**TAREFA:** Resuma em duas frases a história "A Moça, o Cara e o Rapaz".

──────── TEXTO DE ESTUDO

05 julho 2014

A Moça, o Cara e o Rapaz

Ouvindo "Cotidiano" do Chico Buarque, gosto tanto.

E ai? Faz um tempo, nem lembro qual foi a última postagem. Pois bem.

Queria só contar uma história.



Era uma vez um Cara. Esse Cara parecia pequeno, frágil, gentil. Num momento de fragilidade a amizade entre esse cara e a Moça se aproximaram. Ele meio que estava mal, triste, havia perdido o então amor da sua vida. E do nada os dois ficaram próximos. "Aquele olhar", murmurou pra si mesma quando percebeu um brilho no olhar dele.

E então se tornaram amigos, riram, se divertiram e ele contou abertamente que sentimentos pela Moça haviam surgido. A Moça tinha seu par, que não importa pra história, e eles eram amigos também. "Tudo bem" ela murmurou. "Paixões de verão... Se bem que é outono. Bom, vai passar" resolveu.

O tempo passou e o rapaz que a tinha perdeu seu brilho pra ela. Nada demais, "A vida aconteceu" resolveu. E então ela e o rapaz começaram a brigar, cada vez mais frequentemente, e o Cara fazia era incentivar que a Moça se libertasse daquele caos. Ele tinha razão, foi um bom conselho, mas ela temia que não fosse uma preocupação doce de melhor amigo, e sim interesse.

"Talvez se ela estivesse sozinha" ele pensou "eu teria mais chances.". Pois bem. A Moça tratou de esclarecer que não havia como, não havia chance, eram incompatíveis e o desejava apenas como amigo e nada mais.

Ele ficou triste. Cuidava dela, estava ali pra ela, do lado dela e não ganhava uma chance de demonstrar o quanto seriam perfeitos juntos? Divertiam-se na companhia um do outro sempre, ela sorria com ele e ao vê-lo e vice-versa. "Somos perfeitos juntos" murmurou. "Ela terá que perceber" resolveu.

Tentava o máximo que podia enaltecê-la, estar lá, aparecer, falar, olhar e participar. Mas acontece que as chances que ele mal tinha foram sufocadas pelo excesso de tentativas. A Moça se aborreceu. Nunca quis e nunca quereria estar com ele como amores, só como amigos, e só. E sentia-se ofendida pelo excesso de tentativas por parte dele.

- Mas somos praticamente namorados, veja como andamos juntos e nos vemos sempre! Como nos damos bem e as pessoas acham que devíamos ficar juntos, se já não estivermos!

- Pois saiba - Retrucou irritada, mas sem perder a postura e o cuidado - Que não é só contigo que sou assim, somos amigos, assim trato meus amigos, e se for pra colocar que acham que estamos juntos por como somos tratarei de passar-lhe uma lista de todos com quem sou assim. Sabe que sou gentil com quem gosto, e não gosto apenas de ti, aceite.

────────────────
──────── BLOCO DE DADOS

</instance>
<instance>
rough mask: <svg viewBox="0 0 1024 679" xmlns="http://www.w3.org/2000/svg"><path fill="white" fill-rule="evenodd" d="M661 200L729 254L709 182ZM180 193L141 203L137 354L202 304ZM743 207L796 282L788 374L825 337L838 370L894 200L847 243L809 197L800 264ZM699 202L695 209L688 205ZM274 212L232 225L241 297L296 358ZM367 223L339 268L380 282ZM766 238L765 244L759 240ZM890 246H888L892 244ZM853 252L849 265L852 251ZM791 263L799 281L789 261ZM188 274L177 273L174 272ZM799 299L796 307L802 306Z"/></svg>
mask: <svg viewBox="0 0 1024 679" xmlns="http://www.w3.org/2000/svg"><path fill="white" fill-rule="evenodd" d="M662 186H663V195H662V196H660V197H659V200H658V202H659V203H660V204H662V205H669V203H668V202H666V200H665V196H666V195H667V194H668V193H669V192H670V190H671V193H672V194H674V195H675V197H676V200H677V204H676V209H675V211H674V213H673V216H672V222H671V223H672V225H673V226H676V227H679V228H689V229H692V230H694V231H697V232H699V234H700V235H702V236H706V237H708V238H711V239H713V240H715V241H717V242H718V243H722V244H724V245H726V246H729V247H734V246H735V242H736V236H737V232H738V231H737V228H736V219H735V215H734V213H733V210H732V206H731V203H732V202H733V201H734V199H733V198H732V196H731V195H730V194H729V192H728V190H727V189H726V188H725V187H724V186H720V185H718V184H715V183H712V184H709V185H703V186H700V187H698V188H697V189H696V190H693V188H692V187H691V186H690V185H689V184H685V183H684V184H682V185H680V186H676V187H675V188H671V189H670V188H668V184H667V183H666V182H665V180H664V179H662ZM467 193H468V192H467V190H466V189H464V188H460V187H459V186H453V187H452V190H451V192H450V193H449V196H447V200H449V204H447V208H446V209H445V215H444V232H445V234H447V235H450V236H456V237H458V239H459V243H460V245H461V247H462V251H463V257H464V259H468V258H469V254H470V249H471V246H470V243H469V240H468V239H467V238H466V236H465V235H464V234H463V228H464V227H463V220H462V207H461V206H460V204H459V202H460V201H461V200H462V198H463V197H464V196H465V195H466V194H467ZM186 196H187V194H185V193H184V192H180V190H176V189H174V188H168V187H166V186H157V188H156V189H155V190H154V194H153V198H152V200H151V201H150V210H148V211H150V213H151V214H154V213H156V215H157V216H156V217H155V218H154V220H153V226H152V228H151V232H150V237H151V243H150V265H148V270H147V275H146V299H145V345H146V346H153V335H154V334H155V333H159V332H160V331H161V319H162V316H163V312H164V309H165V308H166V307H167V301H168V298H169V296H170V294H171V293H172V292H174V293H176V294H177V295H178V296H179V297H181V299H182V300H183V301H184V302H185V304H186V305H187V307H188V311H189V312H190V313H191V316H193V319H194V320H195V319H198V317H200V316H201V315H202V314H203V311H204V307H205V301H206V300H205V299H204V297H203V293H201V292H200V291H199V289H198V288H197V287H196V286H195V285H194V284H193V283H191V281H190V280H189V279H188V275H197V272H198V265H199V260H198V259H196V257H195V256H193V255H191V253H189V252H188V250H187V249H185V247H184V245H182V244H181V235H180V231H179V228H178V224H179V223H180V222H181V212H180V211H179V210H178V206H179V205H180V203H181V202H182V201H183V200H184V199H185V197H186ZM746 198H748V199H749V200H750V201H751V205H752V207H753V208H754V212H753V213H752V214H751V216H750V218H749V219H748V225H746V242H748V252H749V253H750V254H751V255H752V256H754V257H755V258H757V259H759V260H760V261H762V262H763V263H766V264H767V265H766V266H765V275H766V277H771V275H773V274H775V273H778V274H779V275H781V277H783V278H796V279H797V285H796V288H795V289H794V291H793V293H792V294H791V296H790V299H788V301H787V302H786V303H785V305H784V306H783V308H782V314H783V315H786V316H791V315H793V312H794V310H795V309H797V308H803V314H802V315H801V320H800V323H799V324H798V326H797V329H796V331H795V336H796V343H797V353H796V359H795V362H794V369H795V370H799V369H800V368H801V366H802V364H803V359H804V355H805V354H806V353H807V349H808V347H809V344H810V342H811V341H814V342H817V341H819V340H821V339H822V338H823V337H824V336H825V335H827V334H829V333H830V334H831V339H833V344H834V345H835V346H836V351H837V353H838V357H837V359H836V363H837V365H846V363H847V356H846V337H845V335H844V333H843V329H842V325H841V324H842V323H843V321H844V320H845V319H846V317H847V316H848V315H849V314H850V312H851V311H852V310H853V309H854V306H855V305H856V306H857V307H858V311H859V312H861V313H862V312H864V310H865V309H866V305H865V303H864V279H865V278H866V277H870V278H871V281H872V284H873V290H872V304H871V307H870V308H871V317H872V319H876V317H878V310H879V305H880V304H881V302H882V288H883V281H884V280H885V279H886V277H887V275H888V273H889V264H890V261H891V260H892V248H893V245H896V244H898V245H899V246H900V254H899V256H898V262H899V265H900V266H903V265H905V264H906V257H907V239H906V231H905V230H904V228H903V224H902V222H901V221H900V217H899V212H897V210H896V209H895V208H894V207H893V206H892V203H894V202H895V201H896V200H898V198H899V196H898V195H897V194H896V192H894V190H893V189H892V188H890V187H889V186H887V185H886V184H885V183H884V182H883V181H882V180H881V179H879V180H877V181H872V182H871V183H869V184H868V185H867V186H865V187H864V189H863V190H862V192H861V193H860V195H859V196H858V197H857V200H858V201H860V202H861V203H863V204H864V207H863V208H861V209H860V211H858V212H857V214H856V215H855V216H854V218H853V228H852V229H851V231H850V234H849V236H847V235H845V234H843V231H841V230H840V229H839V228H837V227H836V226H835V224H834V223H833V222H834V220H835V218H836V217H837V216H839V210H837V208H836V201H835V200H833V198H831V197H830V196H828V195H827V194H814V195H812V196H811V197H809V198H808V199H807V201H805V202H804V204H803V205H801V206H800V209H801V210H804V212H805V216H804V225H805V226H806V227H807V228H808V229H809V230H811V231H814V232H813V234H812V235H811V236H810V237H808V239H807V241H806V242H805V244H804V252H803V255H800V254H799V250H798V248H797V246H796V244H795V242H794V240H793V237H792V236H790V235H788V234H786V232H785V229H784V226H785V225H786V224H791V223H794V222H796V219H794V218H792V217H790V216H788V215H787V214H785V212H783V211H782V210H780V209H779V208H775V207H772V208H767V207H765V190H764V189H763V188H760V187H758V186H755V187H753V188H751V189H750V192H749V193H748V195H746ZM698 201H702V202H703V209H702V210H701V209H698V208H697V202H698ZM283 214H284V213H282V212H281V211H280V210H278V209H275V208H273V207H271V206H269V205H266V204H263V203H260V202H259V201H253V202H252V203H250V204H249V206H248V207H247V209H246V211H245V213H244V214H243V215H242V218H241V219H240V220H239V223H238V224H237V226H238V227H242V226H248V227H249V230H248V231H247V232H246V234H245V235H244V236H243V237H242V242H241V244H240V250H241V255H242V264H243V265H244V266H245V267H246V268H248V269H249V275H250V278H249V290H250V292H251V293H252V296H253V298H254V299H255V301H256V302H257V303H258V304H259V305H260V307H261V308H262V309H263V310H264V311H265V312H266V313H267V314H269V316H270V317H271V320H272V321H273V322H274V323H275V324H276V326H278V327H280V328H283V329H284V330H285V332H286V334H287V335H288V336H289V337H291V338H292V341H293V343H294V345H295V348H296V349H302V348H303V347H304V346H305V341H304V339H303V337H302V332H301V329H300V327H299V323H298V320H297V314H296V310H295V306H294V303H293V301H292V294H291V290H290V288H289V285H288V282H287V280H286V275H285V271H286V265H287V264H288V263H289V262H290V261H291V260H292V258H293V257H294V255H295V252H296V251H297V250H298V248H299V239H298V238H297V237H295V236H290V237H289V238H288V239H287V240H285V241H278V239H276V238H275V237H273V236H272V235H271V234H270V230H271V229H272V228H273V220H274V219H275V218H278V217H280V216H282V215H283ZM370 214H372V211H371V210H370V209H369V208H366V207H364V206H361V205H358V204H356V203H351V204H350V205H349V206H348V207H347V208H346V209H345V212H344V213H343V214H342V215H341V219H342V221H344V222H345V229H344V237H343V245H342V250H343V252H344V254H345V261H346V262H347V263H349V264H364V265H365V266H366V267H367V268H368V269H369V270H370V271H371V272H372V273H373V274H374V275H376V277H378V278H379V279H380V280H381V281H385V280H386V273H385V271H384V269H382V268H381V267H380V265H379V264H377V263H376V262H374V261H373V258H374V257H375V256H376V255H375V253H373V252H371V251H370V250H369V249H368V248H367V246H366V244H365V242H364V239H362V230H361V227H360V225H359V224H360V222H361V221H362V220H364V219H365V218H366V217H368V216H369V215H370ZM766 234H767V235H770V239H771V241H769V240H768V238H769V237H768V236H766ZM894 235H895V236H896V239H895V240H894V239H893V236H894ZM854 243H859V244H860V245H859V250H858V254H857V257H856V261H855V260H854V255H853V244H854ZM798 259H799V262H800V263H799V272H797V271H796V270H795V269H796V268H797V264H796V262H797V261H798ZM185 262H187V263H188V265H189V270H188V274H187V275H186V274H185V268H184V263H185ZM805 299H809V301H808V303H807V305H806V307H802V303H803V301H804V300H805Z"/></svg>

────────────────

**RESPOSTA:** Um Cara, triste por ter perdido o amor da sua vida, ficou próximo da Moça, virou amigo dela e contou que tinha se apaixonado, mesmo ela já tendo um par. Quando ela passou a brigar com o rapaz, o Cara a incentivou a se libertar, mas a Moça deixou claro que só o queria como amigo e, aborrecida com o excesso de tentativas dele, respondeu irritada que era gentil assim com todos de quem gostava.